* Task goal *
Repeat the lines below exactly as written, please, from the line with "Target: dark hanging cloth" to the line with "Target: silver disc pendant", both lines included, and no others.

⁂

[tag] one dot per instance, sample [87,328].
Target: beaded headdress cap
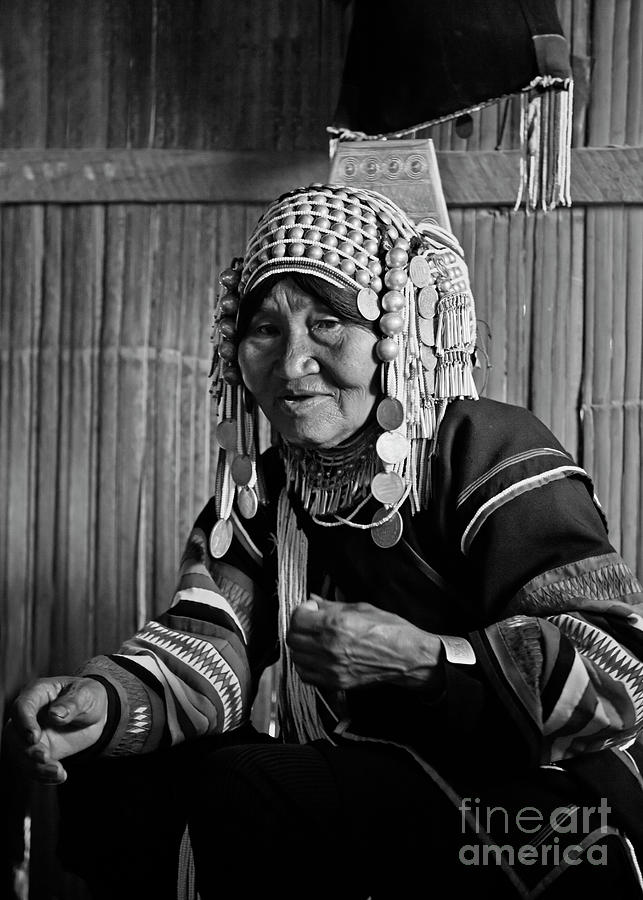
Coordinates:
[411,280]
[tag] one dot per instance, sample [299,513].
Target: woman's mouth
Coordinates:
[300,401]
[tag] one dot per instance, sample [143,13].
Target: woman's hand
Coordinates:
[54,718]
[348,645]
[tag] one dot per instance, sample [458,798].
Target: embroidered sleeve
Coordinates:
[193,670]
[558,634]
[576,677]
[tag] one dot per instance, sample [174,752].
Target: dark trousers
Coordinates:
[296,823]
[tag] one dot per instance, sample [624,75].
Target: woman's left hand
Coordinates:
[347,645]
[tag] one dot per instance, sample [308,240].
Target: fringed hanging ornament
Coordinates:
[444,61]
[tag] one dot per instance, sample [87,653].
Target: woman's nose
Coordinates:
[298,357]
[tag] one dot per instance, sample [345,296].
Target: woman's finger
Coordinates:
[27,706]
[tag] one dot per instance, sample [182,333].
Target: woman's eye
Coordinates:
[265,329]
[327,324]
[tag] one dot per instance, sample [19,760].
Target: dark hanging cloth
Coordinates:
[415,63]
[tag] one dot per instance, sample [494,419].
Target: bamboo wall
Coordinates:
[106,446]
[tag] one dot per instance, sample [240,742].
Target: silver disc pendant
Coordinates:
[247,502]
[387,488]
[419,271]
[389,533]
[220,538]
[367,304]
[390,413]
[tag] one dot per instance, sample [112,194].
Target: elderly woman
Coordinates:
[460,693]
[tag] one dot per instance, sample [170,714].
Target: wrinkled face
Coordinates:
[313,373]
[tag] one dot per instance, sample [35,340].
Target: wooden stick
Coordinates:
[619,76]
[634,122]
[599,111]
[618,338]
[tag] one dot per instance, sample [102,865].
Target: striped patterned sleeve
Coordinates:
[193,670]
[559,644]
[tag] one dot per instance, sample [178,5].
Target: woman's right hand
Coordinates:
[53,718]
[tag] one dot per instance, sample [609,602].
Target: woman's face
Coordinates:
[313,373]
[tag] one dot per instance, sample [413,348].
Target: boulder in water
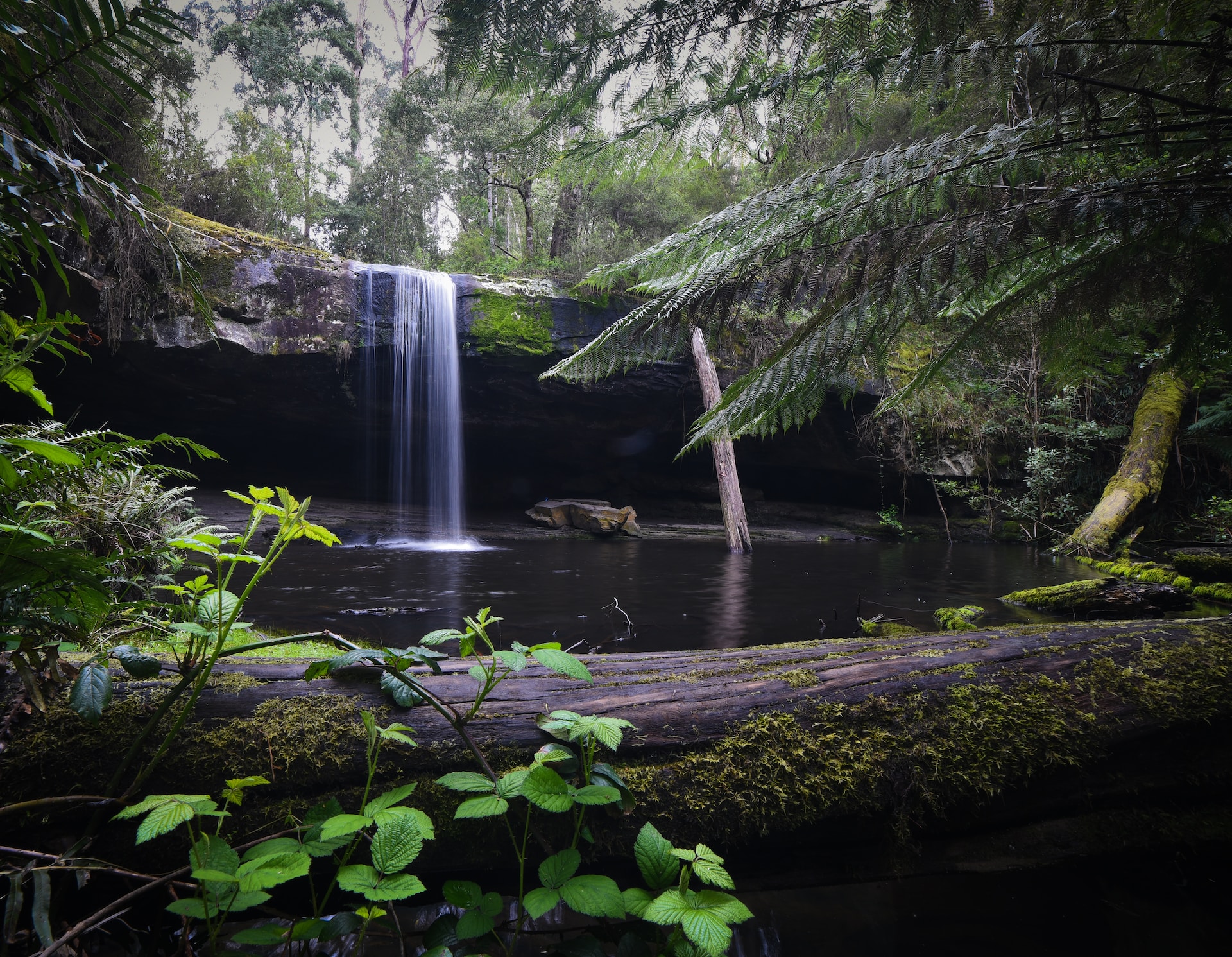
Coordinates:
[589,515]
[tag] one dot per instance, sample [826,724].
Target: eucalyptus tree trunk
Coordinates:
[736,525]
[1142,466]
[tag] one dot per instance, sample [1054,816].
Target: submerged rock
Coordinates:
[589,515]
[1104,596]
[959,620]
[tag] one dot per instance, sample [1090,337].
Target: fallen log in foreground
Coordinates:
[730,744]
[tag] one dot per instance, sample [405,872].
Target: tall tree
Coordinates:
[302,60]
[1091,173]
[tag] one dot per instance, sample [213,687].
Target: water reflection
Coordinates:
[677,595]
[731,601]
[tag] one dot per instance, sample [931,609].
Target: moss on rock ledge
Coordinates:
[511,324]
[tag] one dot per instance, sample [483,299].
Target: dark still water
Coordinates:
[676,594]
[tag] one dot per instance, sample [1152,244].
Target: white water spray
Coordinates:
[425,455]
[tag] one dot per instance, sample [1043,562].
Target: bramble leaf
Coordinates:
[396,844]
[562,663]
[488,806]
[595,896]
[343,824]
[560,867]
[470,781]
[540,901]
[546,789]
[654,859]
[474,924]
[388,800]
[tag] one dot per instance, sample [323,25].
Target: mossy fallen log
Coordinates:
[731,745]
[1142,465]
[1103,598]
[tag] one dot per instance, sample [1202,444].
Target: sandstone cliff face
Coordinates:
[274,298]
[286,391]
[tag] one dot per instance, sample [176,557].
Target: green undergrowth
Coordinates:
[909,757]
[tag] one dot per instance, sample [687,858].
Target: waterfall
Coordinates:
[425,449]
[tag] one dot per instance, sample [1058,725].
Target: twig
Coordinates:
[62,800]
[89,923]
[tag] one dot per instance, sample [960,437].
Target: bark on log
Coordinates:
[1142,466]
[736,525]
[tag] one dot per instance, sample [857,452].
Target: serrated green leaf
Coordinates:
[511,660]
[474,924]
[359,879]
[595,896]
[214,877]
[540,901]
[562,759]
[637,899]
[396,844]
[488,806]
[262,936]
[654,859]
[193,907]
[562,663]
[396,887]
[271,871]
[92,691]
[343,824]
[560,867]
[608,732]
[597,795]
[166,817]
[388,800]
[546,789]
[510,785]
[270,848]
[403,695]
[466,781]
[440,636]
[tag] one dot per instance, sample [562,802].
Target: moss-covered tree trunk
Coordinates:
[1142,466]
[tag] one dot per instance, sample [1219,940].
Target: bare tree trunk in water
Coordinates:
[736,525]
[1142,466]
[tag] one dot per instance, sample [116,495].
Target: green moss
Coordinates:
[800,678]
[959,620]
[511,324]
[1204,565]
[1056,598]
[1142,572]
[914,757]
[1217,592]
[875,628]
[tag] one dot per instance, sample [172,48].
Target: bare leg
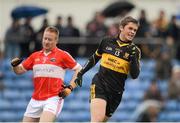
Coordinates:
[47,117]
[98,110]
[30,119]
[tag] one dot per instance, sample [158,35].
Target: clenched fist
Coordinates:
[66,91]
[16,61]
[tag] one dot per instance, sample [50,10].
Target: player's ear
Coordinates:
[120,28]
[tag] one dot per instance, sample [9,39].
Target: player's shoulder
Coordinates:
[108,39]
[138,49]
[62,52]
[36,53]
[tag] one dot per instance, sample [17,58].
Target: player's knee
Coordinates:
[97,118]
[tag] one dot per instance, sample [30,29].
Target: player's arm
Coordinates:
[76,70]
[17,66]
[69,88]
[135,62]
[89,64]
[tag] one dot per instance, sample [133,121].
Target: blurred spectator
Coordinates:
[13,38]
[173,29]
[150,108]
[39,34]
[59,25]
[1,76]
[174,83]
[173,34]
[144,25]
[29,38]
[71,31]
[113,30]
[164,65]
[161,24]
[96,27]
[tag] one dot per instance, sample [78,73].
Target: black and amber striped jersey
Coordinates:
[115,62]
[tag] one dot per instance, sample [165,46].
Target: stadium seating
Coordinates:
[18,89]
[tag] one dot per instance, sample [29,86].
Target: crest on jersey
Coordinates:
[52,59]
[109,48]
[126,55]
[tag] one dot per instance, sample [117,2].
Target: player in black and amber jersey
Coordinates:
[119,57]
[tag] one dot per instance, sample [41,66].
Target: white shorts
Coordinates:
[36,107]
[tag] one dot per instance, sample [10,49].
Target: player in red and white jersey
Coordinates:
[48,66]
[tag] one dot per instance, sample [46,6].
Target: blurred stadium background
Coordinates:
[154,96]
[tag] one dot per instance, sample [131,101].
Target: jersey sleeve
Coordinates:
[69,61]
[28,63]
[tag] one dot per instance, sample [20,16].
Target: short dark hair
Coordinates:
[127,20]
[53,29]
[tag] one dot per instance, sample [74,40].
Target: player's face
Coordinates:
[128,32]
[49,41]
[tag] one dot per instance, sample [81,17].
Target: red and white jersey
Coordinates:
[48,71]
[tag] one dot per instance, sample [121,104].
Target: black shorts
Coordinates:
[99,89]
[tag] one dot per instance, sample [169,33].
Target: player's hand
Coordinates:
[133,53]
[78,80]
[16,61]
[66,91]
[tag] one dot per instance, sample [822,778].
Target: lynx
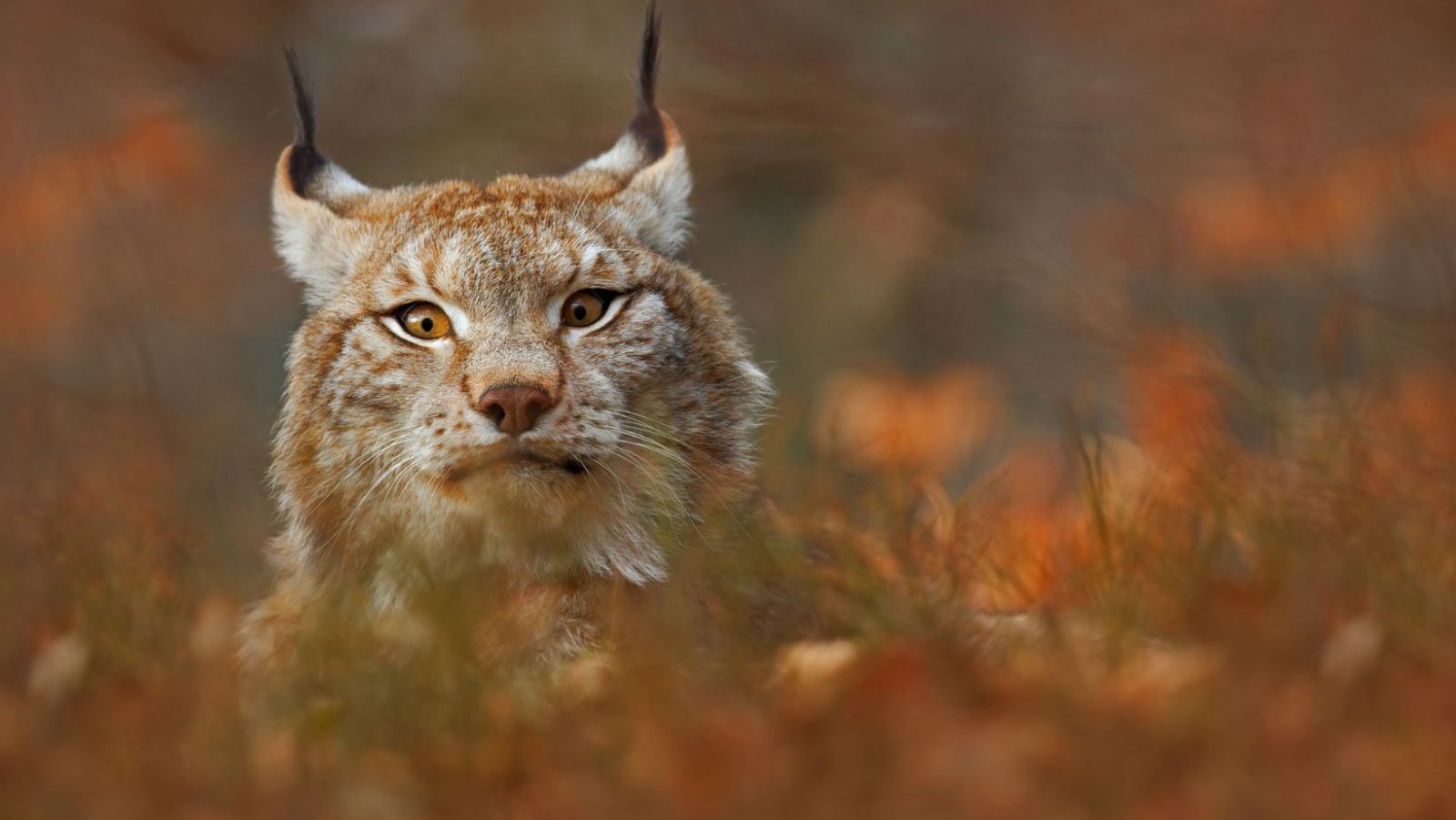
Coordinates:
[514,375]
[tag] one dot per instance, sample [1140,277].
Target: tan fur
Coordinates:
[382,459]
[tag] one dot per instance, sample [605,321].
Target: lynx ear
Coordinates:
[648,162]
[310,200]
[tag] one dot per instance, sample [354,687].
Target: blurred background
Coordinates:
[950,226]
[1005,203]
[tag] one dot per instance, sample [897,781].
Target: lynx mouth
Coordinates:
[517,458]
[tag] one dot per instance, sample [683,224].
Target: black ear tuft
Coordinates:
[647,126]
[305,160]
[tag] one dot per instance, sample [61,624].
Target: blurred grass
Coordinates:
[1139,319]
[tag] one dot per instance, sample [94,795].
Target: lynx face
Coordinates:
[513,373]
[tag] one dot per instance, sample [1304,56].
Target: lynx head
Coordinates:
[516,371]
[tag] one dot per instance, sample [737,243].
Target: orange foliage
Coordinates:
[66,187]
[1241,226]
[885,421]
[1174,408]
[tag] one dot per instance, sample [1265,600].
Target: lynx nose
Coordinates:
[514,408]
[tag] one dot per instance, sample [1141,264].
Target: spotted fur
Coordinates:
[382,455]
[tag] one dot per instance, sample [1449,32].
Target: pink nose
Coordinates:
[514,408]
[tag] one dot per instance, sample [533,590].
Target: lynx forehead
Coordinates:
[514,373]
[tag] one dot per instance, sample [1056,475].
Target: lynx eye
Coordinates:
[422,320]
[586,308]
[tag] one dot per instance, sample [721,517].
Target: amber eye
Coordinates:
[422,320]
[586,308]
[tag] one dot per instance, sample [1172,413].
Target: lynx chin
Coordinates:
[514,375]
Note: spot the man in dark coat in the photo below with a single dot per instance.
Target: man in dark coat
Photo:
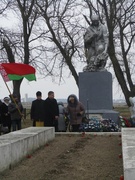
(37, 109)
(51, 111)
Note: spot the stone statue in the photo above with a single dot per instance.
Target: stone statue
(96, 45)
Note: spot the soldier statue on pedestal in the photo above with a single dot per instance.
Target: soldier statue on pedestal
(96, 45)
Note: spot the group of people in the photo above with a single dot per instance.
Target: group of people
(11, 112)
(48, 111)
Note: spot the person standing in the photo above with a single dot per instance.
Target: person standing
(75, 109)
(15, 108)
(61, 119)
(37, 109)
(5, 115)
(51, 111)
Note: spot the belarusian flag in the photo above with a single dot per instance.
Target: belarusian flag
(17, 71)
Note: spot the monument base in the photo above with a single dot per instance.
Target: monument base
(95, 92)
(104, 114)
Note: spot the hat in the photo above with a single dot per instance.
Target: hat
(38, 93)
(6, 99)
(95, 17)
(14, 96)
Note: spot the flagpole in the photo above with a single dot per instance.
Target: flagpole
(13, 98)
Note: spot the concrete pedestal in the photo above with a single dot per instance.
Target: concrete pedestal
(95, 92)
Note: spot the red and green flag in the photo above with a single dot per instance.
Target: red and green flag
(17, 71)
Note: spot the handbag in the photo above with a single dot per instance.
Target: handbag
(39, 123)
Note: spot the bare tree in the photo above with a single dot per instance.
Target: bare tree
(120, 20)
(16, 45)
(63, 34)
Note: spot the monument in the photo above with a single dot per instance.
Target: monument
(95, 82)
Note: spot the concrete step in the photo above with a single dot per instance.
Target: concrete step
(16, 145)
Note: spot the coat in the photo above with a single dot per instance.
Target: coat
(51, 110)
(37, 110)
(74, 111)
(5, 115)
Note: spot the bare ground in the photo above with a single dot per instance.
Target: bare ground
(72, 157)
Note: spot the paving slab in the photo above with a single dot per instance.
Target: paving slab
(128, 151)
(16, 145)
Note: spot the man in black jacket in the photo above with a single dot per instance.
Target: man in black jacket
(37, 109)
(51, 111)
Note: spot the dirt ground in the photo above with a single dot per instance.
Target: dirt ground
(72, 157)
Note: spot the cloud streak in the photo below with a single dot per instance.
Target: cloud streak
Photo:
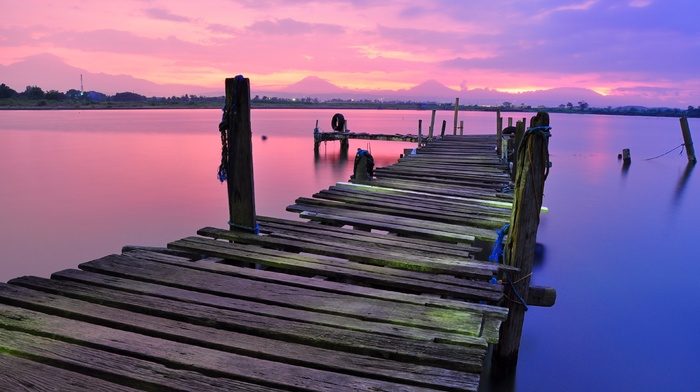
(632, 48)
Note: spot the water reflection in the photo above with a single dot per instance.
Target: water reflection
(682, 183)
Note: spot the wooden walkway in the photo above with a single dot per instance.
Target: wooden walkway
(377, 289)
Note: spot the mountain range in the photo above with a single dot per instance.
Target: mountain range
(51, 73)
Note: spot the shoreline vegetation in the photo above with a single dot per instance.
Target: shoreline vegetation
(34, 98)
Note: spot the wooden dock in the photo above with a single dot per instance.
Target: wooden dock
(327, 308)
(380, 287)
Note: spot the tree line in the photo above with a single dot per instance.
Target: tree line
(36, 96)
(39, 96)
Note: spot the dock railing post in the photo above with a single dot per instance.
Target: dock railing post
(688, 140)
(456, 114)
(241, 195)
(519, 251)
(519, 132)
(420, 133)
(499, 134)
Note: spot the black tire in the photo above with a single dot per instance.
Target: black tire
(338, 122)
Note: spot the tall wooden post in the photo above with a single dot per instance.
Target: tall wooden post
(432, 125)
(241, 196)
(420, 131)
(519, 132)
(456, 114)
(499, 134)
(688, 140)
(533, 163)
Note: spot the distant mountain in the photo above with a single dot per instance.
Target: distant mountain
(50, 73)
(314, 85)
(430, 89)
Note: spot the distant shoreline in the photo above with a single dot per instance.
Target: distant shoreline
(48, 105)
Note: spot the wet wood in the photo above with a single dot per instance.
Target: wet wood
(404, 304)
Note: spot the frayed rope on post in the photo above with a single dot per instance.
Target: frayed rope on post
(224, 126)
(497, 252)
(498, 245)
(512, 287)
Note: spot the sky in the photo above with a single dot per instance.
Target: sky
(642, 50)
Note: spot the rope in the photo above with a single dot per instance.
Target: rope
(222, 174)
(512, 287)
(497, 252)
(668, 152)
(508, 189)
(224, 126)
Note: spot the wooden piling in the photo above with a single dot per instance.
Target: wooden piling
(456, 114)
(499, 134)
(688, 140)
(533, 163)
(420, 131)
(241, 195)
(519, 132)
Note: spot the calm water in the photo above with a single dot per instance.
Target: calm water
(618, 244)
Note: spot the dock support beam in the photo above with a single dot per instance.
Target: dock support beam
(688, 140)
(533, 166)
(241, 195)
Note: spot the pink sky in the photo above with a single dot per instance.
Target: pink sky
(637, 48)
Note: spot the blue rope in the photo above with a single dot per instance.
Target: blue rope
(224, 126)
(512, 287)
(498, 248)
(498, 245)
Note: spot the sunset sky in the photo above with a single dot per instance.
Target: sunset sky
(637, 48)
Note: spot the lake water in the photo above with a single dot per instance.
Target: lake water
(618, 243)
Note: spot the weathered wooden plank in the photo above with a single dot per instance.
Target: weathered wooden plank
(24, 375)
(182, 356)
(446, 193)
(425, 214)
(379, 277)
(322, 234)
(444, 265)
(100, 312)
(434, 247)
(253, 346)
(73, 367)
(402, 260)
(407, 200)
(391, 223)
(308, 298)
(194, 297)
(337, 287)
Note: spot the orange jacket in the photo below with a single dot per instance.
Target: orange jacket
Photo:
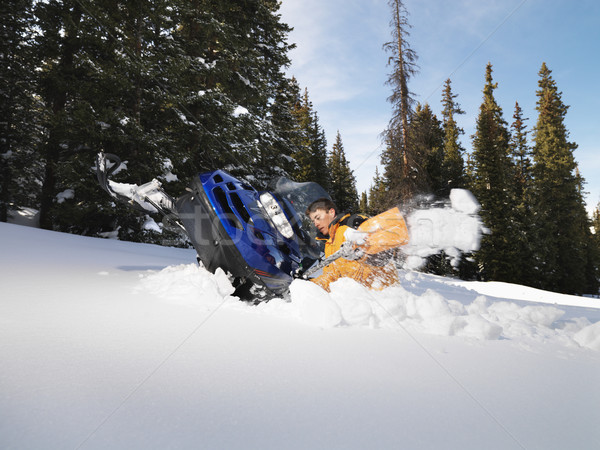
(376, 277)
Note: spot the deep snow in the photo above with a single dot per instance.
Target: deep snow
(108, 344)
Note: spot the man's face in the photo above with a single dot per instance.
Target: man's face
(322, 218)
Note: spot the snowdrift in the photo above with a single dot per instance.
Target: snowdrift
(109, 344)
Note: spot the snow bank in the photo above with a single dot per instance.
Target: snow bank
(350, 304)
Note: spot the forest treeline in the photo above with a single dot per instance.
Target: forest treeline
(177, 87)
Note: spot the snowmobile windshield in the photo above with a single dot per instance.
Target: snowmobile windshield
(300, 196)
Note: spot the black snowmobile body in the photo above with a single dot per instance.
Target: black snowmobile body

⁂

* Written response *
Target: dark hanging cloth
Coordinates:
[415,63]
[tag] one dot per instance, sample [494,419].
Target: bamboo wall
Coordinates:
[106,446]
[tag] one dot per instance, sample [240,742].
Target: silver disc pendant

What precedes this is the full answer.